■ Reading text ■
In a devastating act of violence, militants launched a brutal attack on a school in western Uganda, resulting in the death of at least 41 people, predominantly students. Families are mourning the loss of their loved ones, while others desperately search for missing family members in the aftermath of this tragic event, which marks the worst attack of its kind in Uganda since 2010.
President Yoweri Museveni, in his first official statement since the attack, expressed determination to eliminate the militants responsible for the atrocity.
The late-night raid on Lhubiriha Secondary School in Mpondwe, situated less than two kilometers from the border with the Democratic Republic of Congo, saw victims subjected to horrific acts of hacking, shooting, and burning.
The global community has been shocked by this incident, with Pope Francis offering prayers for the young student victims of the brutal attack.
Uganda has condemned the Allied Democratic Forces (ADF), a militia based in the DR Congo, for their role in the attack and is actively pursuing the attackers who fled toward the border, taking six individuals as abductees.
Eriphaz Muhindi, chairman of Kasese district, reported that “fifteen others from the community, including five girls, are still missing. The search continues along the long and forested border shared by Kasese and the DR Congo.”

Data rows
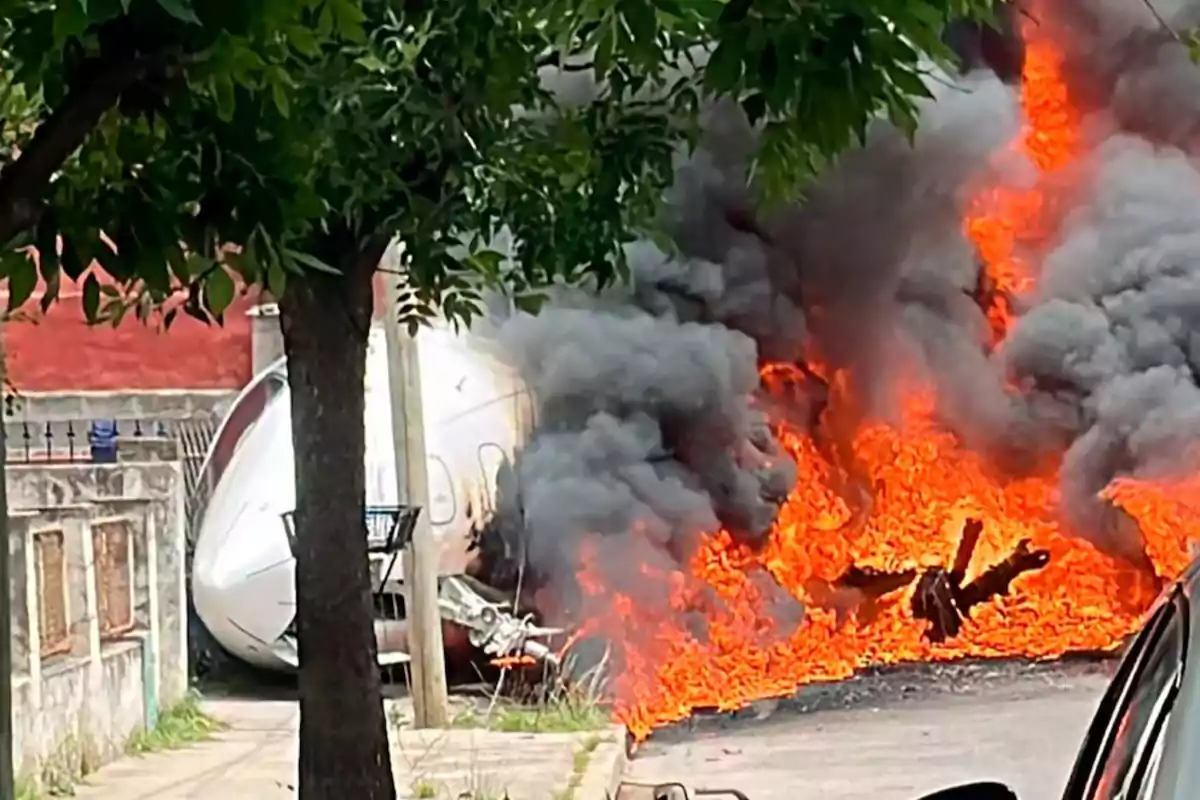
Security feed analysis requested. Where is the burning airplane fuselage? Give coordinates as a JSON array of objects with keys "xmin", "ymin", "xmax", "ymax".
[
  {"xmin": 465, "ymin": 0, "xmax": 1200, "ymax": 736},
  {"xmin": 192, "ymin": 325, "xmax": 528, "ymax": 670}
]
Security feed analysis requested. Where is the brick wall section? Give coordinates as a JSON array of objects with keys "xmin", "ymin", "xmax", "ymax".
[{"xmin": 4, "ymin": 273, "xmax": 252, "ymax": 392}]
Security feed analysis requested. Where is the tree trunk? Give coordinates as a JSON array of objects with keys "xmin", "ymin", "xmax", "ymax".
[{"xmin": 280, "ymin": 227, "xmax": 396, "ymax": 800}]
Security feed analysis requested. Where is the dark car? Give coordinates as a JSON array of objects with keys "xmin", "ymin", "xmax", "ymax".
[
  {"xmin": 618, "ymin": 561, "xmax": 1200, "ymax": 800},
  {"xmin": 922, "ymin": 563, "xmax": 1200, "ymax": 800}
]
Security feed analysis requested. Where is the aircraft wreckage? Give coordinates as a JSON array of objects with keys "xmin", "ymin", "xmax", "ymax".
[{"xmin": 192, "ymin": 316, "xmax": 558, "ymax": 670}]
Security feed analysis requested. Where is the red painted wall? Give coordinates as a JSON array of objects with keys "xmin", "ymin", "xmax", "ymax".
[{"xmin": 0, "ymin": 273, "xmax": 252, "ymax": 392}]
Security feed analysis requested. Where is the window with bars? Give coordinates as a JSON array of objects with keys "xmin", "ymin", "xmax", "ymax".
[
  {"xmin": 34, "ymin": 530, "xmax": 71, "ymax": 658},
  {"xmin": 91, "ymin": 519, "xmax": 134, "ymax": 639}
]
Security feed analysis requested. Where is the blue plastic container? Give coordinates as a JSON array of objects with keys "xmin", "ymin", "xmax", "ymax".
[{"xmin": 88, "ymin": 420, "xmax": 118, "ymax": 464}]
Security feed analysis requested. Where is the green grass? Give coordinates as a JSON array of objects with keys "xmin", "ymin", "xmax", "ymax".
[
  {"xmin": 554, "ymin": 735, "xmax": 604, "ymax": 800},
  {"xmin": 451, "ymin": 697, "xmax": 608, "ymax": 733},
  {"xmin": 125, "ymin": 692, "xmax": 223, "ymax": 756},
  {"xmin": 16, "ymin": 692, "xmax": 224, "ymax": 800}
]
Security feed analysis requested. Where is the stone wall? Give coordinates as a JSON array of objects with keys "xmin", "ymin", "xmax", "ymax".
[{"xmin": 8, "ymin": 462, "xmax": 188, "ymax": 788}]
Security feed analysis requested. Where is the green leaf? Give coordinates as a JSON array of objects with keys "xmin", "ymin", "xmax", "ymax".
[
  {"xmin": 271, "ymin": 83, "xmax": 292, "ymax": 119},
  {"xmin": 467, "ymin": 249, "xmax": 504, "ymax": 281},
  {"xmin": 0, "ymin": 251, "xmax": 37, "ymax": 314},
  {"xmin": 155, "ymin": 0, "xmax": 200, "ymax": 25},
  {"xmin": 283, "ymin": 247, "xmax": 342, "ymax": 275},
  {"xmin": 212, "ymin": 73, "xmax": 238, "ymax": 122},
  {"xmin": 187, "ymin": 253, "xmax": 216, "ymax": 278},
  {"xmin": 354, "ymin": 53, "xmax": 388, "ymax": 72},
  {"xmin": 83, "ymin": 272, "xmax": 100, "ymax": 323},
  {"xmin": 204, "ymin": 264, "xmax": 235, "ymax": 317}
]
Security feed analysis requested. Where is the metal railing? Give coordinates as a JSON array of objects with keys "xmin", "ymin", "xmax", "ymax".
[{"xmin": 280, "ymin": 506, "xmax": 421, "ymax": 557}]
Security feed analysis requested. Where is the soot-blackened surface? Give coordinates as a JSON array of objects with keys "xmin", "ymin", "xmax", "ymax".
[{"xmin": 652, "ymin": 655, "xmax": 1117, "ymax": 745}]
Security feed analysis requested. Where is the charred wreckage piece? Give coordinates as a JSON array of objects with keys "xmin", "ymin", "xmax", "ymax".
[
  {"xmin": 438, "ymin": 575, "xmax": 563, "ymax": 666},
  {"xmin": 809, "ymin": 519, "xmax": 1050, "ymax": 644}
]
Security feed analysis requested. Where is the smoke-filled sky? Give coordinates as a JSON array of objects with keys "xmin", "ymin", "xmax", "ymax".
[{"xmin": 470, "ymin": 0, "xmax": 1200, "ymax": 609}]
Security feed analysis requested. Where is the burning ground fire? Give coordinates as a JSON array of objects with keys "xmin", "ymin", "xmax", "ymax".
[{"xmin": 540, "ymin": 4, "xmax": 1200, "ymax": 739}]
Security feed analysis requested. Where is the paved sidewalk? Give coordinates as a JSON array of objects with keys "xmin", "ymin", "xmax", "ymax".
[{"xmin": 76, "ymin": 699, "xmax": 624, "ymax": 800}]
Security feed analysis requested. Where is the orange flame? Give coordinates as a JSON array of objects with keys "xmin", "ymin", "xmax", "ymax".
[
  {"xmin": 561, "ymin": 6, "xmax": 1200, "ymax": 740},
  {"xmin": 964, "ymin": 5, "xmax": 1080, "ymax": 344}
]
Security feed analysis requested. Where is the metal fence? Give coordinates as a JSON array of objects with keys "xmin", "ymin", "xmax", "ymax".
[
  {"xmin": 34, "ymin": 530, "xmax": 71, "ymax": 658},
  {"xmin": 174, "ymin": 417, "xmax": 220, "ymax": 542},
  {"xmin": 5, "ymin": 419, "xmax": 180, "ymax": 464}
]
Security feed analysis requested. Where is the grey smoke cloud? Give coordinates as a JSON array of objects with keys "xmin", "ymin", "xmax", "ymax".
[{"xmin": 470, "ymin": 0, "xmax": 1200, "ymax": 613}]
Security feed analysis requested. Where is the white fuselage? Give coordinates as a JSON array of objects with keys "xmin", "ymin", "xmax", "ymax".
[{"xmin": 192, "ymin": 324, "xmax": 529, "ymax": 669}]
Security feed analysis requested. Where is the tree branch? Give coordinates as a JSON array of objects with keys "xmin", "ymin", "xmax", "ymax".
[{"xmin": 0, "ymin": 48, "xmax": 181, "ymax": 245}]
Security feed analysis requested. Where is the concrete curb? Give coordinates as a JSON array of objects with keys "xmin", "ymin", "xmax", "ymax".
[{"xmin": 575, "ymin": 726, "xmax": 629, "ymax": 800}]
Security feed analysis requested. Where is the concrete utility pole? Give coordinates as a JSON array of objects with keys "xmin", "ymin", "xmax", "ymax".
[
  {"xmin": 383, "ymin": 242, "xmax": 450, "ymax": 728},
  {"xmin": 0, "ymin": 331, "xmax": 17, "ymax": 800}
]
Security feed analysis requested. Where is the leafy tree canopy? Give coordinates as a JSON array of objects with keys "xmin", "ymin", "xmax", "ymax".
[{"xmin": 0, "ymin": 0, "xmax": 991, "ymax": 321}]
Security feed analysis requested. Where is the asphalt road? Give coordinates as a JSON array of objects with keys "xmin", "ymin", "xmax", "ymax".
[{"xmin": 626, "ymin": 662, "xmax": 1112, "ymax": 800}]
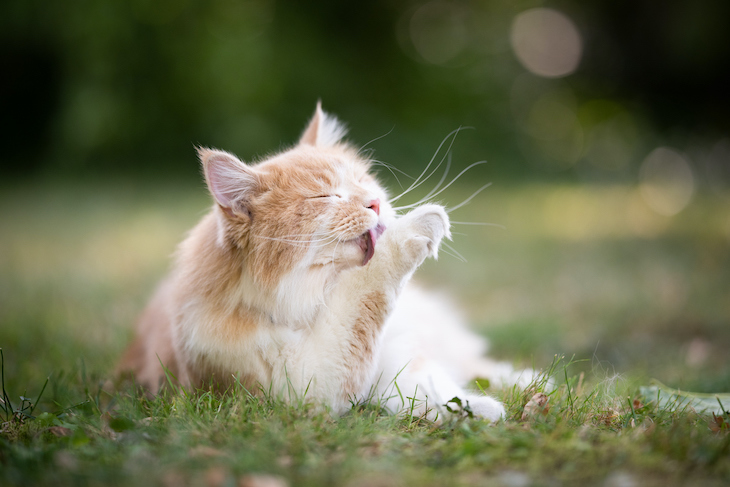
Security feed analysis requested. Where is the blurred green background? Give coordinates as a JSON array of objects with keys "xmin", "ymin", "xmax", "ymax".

■ Requirement ■
How does the report on the Uganda school attack read from "The late-night raid" to "the brutal attack." if you substitute "appalling" for "horrific"? The rows are separate material from the report on the Uganda school attack.

■ Reply ■
The late-night raid on Lhubiriha Secondary School in Mpondwe, situated less than two kilometers from the border with the Democratic Republic of Congo, saw victims subjected to appalling acts of hacking, shooting, and burning.
The global community has been shocked by this incident, with Pope Francis offering prayers for the young student victims of the brutal attack.